__EXERCISE AIM__
In the forum post about a job processing system for a render engine, why does the writer use atomics to decrement a counter? Answer in one to three sentences.

--- start TEXT PASSAGE ---

From: onox <denkpadje@gmail.com>
Subject: Reference counter in smart pointers are not updated properly when used by multiple tasks
Date: Wed, 31 Jan 2018 21:52:50 -0800 (PST)
Date: 2018-01-31T21:52:50-08:00 [thread overview]
Message-ID: <a89d76e4-a2b2-4ad9-8816-f3bfe9686930@googlegroups.com> (raw)
I am currently designing a job processing system for an OpenGL 4.5 render engine. All the
work like scene culling and matrix transform updates are performed by small jobs which
can be executed by a small number of workers. A job can have 0 or 1 dependent job (the
successor). The first jobs that needs to be executed (the leaves in the job graph) are
enqueued to a single queue. Multiple workers can then try to dequeue jobs. Multiple jobs
can have the same successor job, so I am using atomics (GCC's __sync_sub_and_fetch_4) to
decrement a counter and if the counter becomes 0 then the successor job needs to be
enqueued (so at the start only the leaves of the job graph are enqueued).
A job can create a subgraph and this subgraph is then inserted between the current job
and its optional dependent job (the successor). In particular there is currently a
Parallize function which can spawn multiple Parallel_Job'Class jobs each with a different
range. This means that if you call Parallelize (My_Parallel_Job, 24, 6) (it returns a
Job_Ptr), the job will (when it gets executed) spawn 4 copies of My_Parallel_Job with the
ranges 1..6, 7..12, 13..18, 19..24.
So far so good.
Now, when I enqueue a job, I want to know when its whole graph has been executed. To do
this I have created a synchronized interface called Future. It has a function
Current_Status which can return the values Waiting, Running, Done, and Failed. It also
has an entry that blocks until the status becomes Done or Failed. The status is updated
by a worker.
Furthermore the package (Orka.Jobs.Boss) that manages the workers and the queue has a
variable that is an array of instances of Future. And it has a variable that is a
protected type called Manager with an entry Acquire and procedure Release. This protected
object is used to manage the array of Future objects. The idea is that these 2 operations
have O(1) time complexity and that there is no unchecked deallocation. Only the jobs
themselves are used via raw pointers and are freed by the workers after execution.

--- end TEXT PASSAGE ---
--- start DATASET EXCERPTS ---

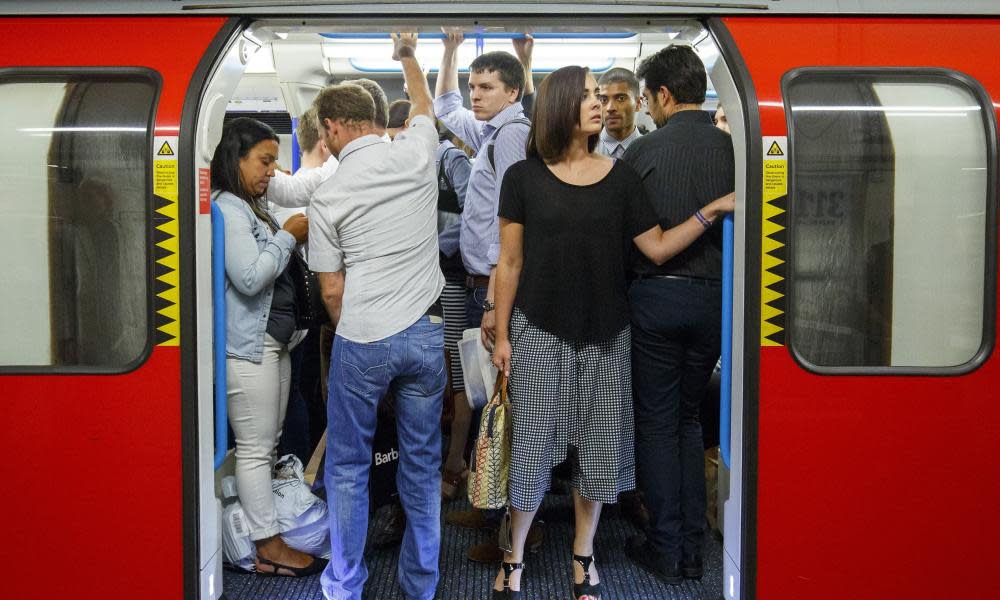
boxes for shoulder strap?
[486,117,531,173]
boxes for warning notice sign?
[764,136,788,202]
[760,136,788,346]
[153,135,180,346]
[156,141,176,156]
[153,135,177,202]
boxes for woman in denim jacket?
[212,118,326,576]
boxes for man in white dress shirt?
[596,67,642,158]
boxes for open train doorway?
[194,17,753,600]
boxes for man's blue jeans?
[321,316,447,600]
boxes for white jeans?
[226,333,292,541]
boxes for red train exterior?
[0,6,1000,600]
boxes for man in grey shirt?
[309,35,446,600]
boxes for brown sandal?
[441,468,469,502]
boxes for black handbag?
[287,250,330,329]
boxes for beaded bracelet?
[694,210,713,229]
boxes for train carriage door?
[722,17,1000,600]
[0,17,232,600]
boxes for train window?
[784,69,997,374]
[0,69,158,372]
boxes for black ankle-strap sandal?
[573,554,601,600]
[493,561,524,600]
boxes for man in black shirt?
[623,46,734,584]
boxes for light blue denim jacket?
[215,192,295,363]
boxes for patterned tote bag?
[469,373,511,508]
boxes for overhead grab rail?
[212,201,229,470]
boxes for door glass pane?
[786,72,995,367]
[0,75,156,369]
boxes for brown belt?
[465,275,490,290]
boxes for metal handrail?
[212,202,229,470]
[719,213,733,468]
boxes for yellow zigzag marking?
[760,199,785,346]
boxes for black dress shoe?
[681,554,704,579]
[625,535,684,585]
[371,504,406,550]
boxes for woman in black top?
[493,66,735,599]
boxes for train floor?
[224,494,722,600]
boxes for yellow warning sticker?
[153,136,180,346]
[156,140,176,156]
[760,136,788,346]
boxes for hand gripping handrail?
[212,202,229,470]
[719,213,733,468]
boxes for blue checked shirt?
[434,90,529,275]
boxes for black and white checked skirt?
[441,279,468,392]
[508,308,635,511]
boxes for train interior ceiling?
[207,21,719,168]
[203,19,731,600]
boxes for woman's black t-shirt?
[499,158,658,342]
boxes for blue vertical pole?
[719,214,733,468]
[292,117,302,173]
[212,201,229,470]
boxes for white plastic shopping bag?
[222,454,330,571]
[458,328,497,410]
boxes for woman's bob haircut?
[211,117,279,201]
[527,66,598,163]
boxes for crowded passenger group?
[211,32,735,600]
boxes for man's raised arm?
[434,31,465,98]
[391,33,432,120]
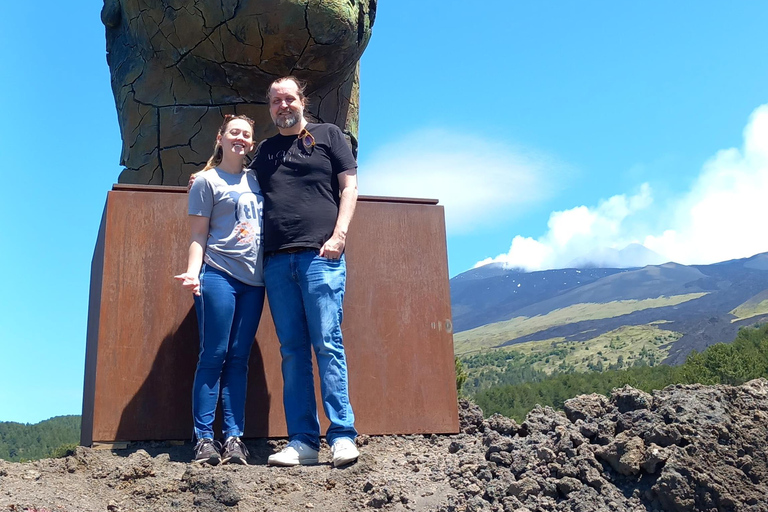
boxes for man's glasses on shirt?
[299,128,315,150]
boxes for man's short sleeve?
[330,125,357,174]
[187,176,213,218]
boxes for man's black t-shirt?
[250,123,357,253]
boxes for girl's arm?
[173,215,211,295]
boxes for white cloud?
[476,105,768,270]
[359,130,561,234]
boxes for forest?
[0,416,80,462]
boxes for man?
[251,77,359,466]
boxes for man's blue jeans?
[192,265,264,439]
[264,249,357,449]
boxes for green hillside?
[472,325,768,421]
[453,292,706,356]
[731,290,768,322]
[0,416,80,462]
[459,323,681,395]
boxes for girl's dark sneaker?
[221,436,249,466]
[195,437,221,466]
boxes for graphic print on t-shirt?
[235,192,264,247]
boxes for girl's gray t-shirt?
[189,168,264,286]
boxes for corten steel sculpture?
[101,0,377,185]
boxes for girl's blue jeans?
[192,265,264,439]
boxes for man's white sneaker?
[331,437,360,468]
[267,439,317,466]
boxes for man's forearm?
[333,187,357,240]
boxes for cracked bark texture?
[101,0,377,185]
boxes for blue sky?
[0,0,768,422]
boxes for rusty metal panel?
[81,186,458,445]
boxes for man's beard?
[275,112,299,128]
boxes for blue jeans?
[264,249,357,449]
[192,265,264,439]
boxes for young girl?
[174,115,264,465]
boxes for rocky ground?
[0,379,768,512]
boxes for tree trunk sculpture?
[101,0,377,185]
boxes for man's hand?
[320,234,346,260]
[173,272,200,296]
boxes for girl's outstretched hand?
[173,272,200,296]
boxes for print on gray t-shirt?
[188,168,264,286]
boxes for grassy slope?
[731,291,768,322]
[453,293,706,355]
[500,325,681,374]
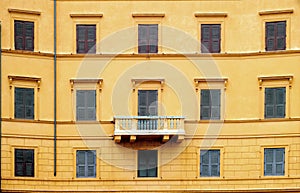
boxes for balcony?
[114,116,185,143]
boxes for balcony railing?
[114,116,185,135]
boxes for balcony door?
[138,90,158,130]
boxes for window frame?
[14,87,35,120]
[136,150,159,179]
[14,20,35,51]
[200,89,222,120]
[76,24,97,54]
[260,144,290,179]
[200,23,222,53]
[75,149,98,179]
[265,20,287,52]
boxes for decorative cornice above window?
[70,13,103,17]
[131,78,165,90]
[194,77,228,90]
[8,75,42,89]
[132,13,165,17]
[258,75,293,89]
[8,8,41,15]
[194,12,228,17]
[70,78,103,91]
[258,9,294,15]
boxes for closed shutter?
[86,25,96,53]
[276,21,286,50]
[76,90,96,120]
[210,90,221,119]
[15,21,25,50]
[275,148,285,175]
[265,88,275,118]
[149,25,158,53]
[275,88,285,118]
[201,24,210,53]
[76,151,85,177]
[25,22,34,51]
[211,25,221,53]
[200,90,210,120]
[200,150,210,176]
[138,24,148,53]
[266,22,275,51]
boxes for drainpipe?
[53,0,57,176]
[0,21,2,191]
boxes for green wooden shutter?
[86,25,96,53]
[211,24,221,53]
[265,88,275,118]
[275,88,285,118]
[14,21,25,50]
[276,21,286,50]
[265,22,275,51]
[200,150,210,176]
[210,89,221,119]
[200,89,211,120]
[201,24,210,53]
[24,22,34,51]
[138,24,148,53]
[148,24,158,53]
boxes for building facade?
[0,0,300,193]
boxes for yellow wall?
[0,0,300,192]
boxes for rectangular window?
[76,90,96,121]
[138,150,157,177]
[264,148,285,176]
[200,150,220,177]
[201,24,221,53]
[138,24,158,53]
[265,87,286,118]
[15,88,34,119]
[76,25,96,53]
[200,89,221,120]
[76,150,96,178]
[15,149,34,177]
[14,20,34,51]
[266,21,286,51]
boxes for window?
[15,149,34,177]
[76,25,96,53]
[200,89,221,120]
[266,21,286,51]
[138,24,158,53]
[15,20,34,51]
[264,148,285,176]
[138,150,157,177]
[201,24,221,53]
[15,87,34,119]
[76,150,96,178]
[76,90,96,121]
[265,87,286,118]
[200,150,220,177]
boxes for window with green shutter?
[76,90,96,121]
[138,24,158,53]
[200,150,220,177]
[264,148,285,176]
[138,150,157,177]
[265,21,286,51]
[265,87,286,118]
[15,149,34,177]
[76,150,96,178]
[200,89,221,120]
[14,20,34,51]
[76,25,96,53]
[15,87,34,119]
[201,24,221,53]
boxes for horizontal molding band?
[2,49,300,59]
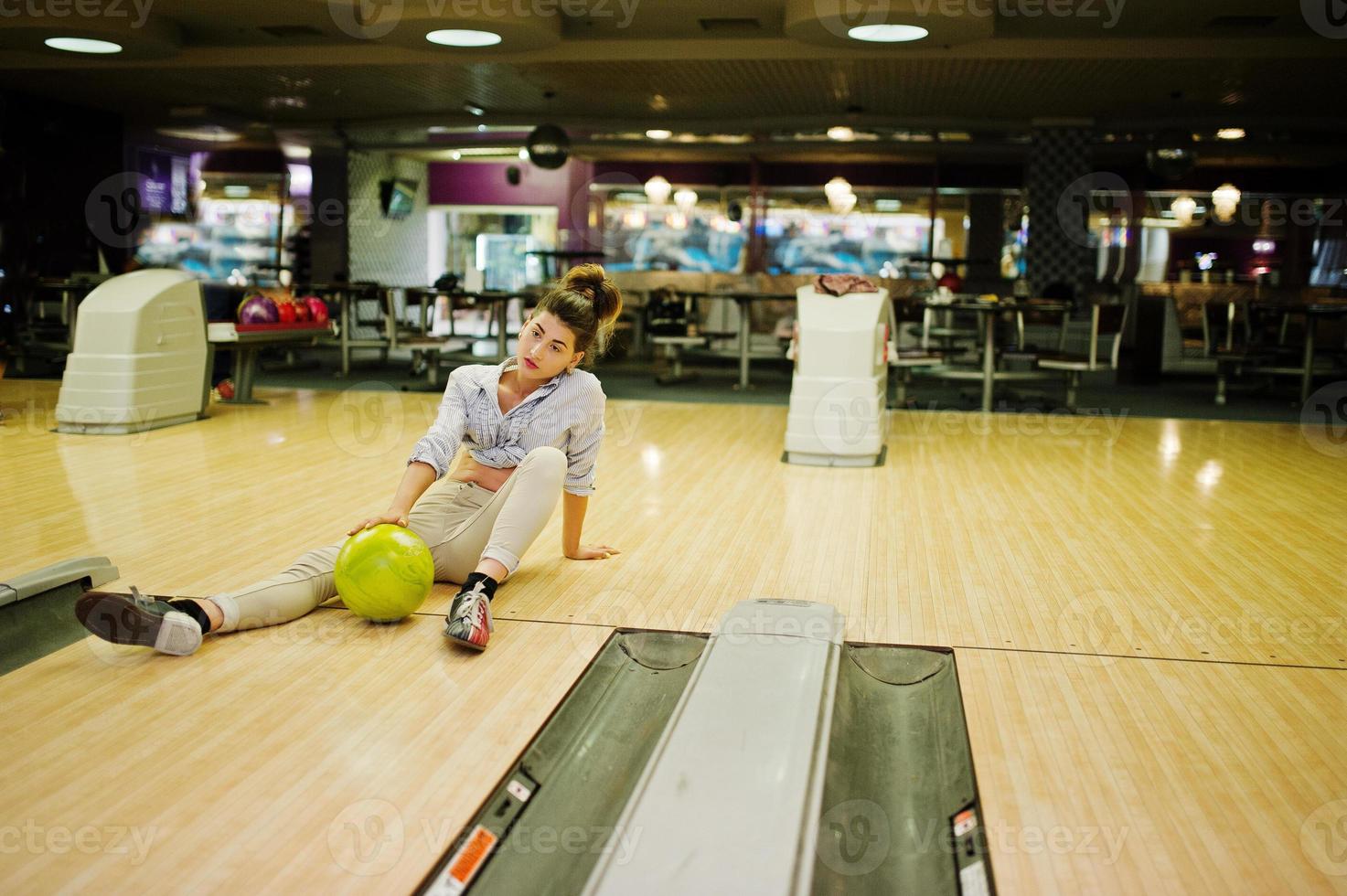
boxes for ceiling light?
[425,28,501,48]
[823,178,851,199]
[156,125,244,143]
[646,174,674,205]
[43,37,122,55]
[846,25,931,43]
[1211,183,1244,224]
[1170,196,1197,227]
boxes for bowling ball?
[239,295,280,324]
[302,295,327,324]
[336,523,435,623]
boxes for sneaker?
[444,582,495,651]
[75,586,200,656]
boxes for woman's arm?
[388,461,439,517]
[561,492,620,560]
[347,461,438,535]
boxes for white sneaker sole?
[155,611,200,656]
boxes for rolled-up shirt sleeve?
[407,370,467,480]
[563,381,607,495]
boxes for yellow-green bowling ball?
[336,523,435,623]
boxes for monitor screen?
[379,180,418,219]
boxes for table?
[524,250,607,281]
[309,283,398,374]
[1201,298,1347,404]
[920,299,1071,411]
[206,321,333,404]
[16,278,102,372]
[1250,299,1347,404]
[681,291,796,389]
[402,287,522,385]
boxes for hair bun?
[561,264,607,296]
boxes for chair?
[646,287,706,385]
[889,299,947,407]
[1039,304,1128,411]
[1202,299,1285,404]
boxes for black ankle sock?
[168,600,210,635]
[462,572,499,601]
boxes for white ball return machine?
[783,285,892,466]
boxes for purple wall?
[427,159,594,248]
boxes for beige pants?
[210,446,566,632]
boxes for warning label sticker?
[433,825,499,896]
[954,808,978,837]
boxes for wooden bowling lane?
[957,649,1347,895]
[498,406,1347,668]
[0,611,609,893]
[0,380,1347,668]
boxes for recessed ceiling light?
[43,37,122,54]
[846,25,931,43]
[155,125,244,143]
[425,28,501,48]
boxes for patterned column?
[1025,125,1094,299]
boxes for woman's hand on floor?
[347,513,407,535]
[566,544,621,560]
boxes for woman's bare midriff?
[449,452,515,492]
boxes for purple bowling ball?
[239,295,280,324]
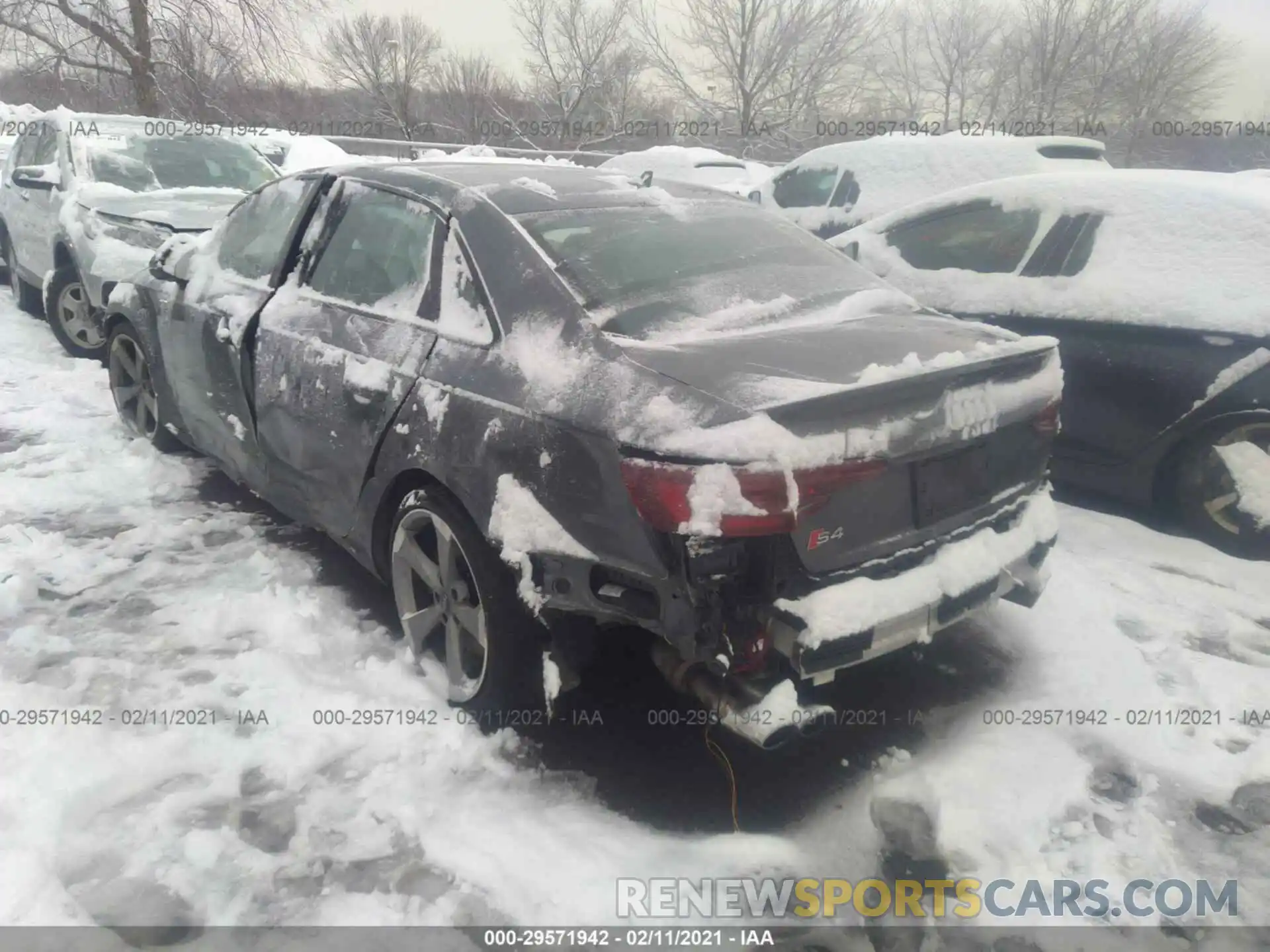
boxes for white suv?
[0,109,278,357]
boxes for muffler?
[653,640,833,750]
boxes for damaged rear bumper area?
[766,489,1058,684]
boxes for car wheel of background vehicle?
[44,264,105,360]
[389,487,546,712]
[105,321,182,453]
[1173,420,1270,557]
[4,235,40,317]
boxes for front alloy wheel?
[44,264,105,359]
[105,321,181,452]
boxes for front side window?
[886,203,1040,274]
[216,179,316,280]
[308,182,437,315]
[772,165,838,208]
[29,123,57,165]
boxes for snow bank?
[776,490,1058,649]
[1214,442,1270,530]
[848,169,1270,337]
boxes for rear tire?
[4,235,40,317]
[44,264,105,360]
[389,486,546,711]
[105,320,183,453]
[1172,420,1270,559]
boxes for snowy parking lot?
[0,294,1270,926]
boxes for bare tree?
[512,0,642,141]
[922,0,999,128]
[319,13,441,138]
[432,54,516,142]
[635,0,875,134]
[0,0,324,116]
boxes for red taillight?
[1033,400,1062,436]
[622,459,886,536]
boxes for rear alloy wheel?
[390,489,544,726]
[4,235,40,317]
[44,264,105,360]
[105,321,182,453]
[1175,420,1270,557]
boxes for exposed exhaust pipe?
[653,640,833,750]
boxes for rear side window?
[886,204,1040,274]
[829,171,860,208]
[308,182,437,315]
[772,165,838,208]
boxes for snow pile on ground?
[795,506,1270,947]
[1214,442,1270,530]
[831,169,1270,337]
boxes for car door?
[159,175,323,487]
[0,123,42,268]
[255,180,444,536]
[19,122,65,278]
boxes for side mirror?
[150,233,196,288]
[13,165,62,192]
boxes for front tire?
[389,487,545,725]
[105,320,182,453]
[4,235,40,317]
[1173,420,1270,559]
[44,264,105,360]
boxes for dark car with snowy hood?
[106,161,1062,746]
[0,109,278,358]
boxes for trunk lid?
[614,312,1062,575]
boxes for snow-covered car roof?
[599,146,755,196]
[829,169,1270,337]
[763,132,1109,229]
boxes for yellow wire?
[704,720,740,833]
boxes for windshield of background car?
[83,132,278,192]
[518,202,880,339]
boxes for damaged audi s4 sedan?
[106,161,1062,746]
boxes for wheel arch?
[370,466,457,580]
[1151,407,1270,509]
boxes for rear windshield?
[519,202,879,340]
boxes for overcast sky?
[355,0,1270,120]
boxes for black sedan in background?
[831,170,1270,555]
[106,163,1060,746]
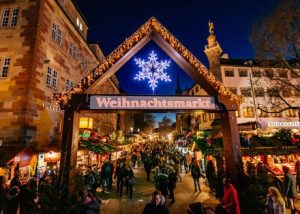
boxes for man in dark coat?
[114,160,125,196]
[144,155,152,181]
[9,169,22,189]
[143,191,169,214]
[282,166,297,213]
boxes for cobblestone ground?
[97,168,218,214]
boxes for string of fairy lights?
[51,17,244,106]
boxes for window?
[1,9,10,27]
[225,70,234,77]
[239,70,248,77]
[51,23,63,47]
[281,88,292,97]
[285,109,297,117]
[294,89,300,97]
[81,57,89,71]
[265,69,274,78]
[46,67,58,89]
[51,24,57,41]
[202,113,207,122]
[228,87,237,94]
[10,9,19,27]
[290,69,300,78]
[66,79,74,91]
[46,67,52,86]
[278,70,287,78]
[69,43,77,59]
[0,58,10,78]
[257,110,268,117]
[254,88,265,97]
[268,113,281,117]
[52,71,57,88]
[252,70,261,77]
[267,88,279,97]
[235,110,241,117]
[240,88,252,97]
[243,106,254,117]
[57,29,62,47]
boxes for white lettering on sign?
[268,121,300,127]
[90,95,219,110]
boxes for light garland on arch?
[51,17,244,106]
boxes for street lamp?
[244,60,258,129]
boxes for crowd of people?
[0,139,297,214]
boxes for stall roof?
[0,145,37,165]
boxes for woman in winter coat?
[190,159,202,192]
[266,186,286,214]
[125,164,134,198]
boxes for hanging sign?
[90,95,220,110]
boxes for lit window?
[225,70,234,77]
[46,67,52,86]
[66,79,74,91]
[52,71,57,89]
[239,70,248,77]
[252,70,261,77]
[240,88,252,97]
[265,69,274,78]
[51,24,57,41]
[57,29,63,47]
[69,43,77,59]
[228,87,237,94]
[202,113,207,122]
[46,67,58,89]
[278,70,287,78]
[254,88,265,97]
[1,9,10,27]
[10,9,19,27]
[1,58,10,78]
[285,109,297,117]
[243,106,254,117]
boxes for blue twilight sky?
[73,0,279,123]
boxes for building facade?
[184,25,300,131]
[0,0,119,150]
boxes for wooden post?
[59,108,79,193]
[218,96,242,178]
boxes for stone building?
[183,22,300,131]
[0,0,119,151]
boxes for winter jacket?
[221,184,241,214]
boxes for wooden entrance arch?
[53,17,243,191]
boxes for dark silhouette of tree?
[250,0,300,117]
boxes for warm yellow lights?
[79,117,94,129]
[52,17,244,107]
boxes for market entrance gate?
[53,18,243,191]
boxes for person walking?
[221,177,241,214]
[143,190,169,214]
[144,155,152,181]
[282,166,297,214]
[168,169,177,203]
[125,164,134,198]
[114,160,125,196]
[266,186,286,214]
[190,158,202,192]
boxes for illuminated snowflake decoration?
[134,51,171,94]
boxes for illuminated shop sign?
[268,121,300,127]
[90,95,220,110]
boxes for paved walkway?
[98,168,218,214]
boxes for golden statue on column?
[208,20,215,34]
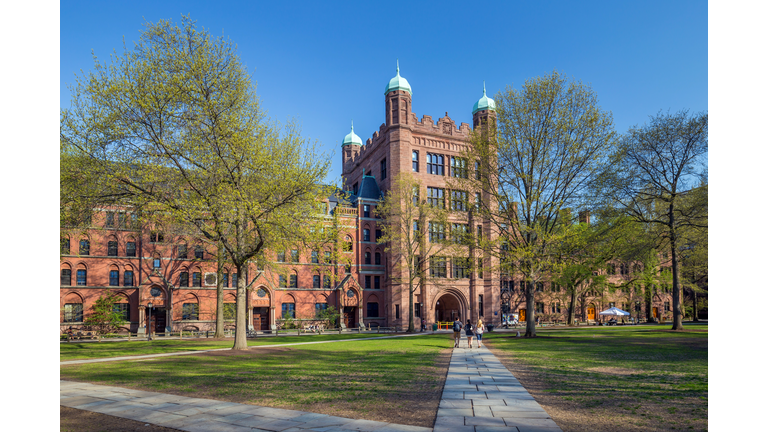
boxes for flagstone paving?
[59,332,561,432]
[434,338,561,432]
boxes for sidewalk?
[434,337,561,432]
[60,335,561,432]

--- end DATASET EXCERPTS ---

__WRITTEN REPLY__
Several jobs can have the same successor job, so a shared counter is decremented atomically. When the counter reaches 0, the successor job is enqueued, which means only the leaves of the job graph are enqueued at the start.